**Task statement:** Please transcribe the records below line for line, keeping every word and character as it stands.

**Exercise input:**
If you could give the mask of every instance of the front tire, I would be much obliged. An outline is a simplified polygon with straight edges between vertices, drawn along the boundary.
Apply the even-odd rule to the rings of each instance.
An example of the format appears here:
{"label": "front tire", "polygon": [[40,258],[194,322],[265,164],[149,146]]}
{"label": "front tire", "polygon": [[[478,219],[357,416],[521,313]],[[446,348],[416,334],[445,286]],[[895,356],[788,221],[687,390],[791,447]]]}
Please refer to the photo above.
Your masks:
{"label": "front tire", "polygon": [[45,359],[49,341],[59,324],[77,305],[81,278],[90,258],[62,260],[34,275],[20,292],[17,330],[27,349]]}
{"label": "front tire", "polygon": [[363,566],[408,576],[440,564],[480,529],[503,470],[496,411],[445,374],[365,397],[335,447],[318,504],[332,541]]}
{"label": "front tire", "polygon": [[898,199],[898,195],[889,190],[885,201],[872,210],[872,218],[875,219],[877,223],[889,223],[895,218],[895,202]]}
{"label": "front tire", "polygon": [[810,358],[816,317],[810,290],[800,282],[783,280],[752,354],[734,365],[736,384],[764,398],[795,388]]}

**Result below:**
If you could give the mask of every instance of the front tire, I would be much obliged. An outline is a simplified polygon with straight edges between vertices, drawn along the boundary.
Apply the even-odd rule to the rings of each instance.
An example of the format appears here:
{"label": "front tire", "polygon": [[40,258],[194,322],[265,164],[149,146]]}
{"label": "front tire", "polygon": [[[478,219],[357,416],[521,313]],[[446,348],[416,334],[445,286]],[[895,356],[788,221],[687,390],[791,447]]]}
Please refer to the photo above.
Your masks:
{"label": "front tire", "polygon": [[45,359],[49,341],[59,324],[77,305],[81,278],[90,258],[62,260],[34,275],[20,292],[17,330],[27,349]]}
{"label": "front tire", "polygon": [[363,566],[408,576],[440,564],[480,529],[503,470],[496,411],[445,374],[365,397],[335,447],[318,504],[332,541]]}
{"label": "front tire", "polygon": [[898,199],[898,195],[889,190],[885,201],[872,210],[872,218],[875,219],[877,223],[889,223],[895,218],[895,202]]}
{"label": "front tire", "polygon": [[810,358],[816,317],[810,290],[800,282],[783,280],[752,354],[734,365],[736,384],[764,398],[795,388]]}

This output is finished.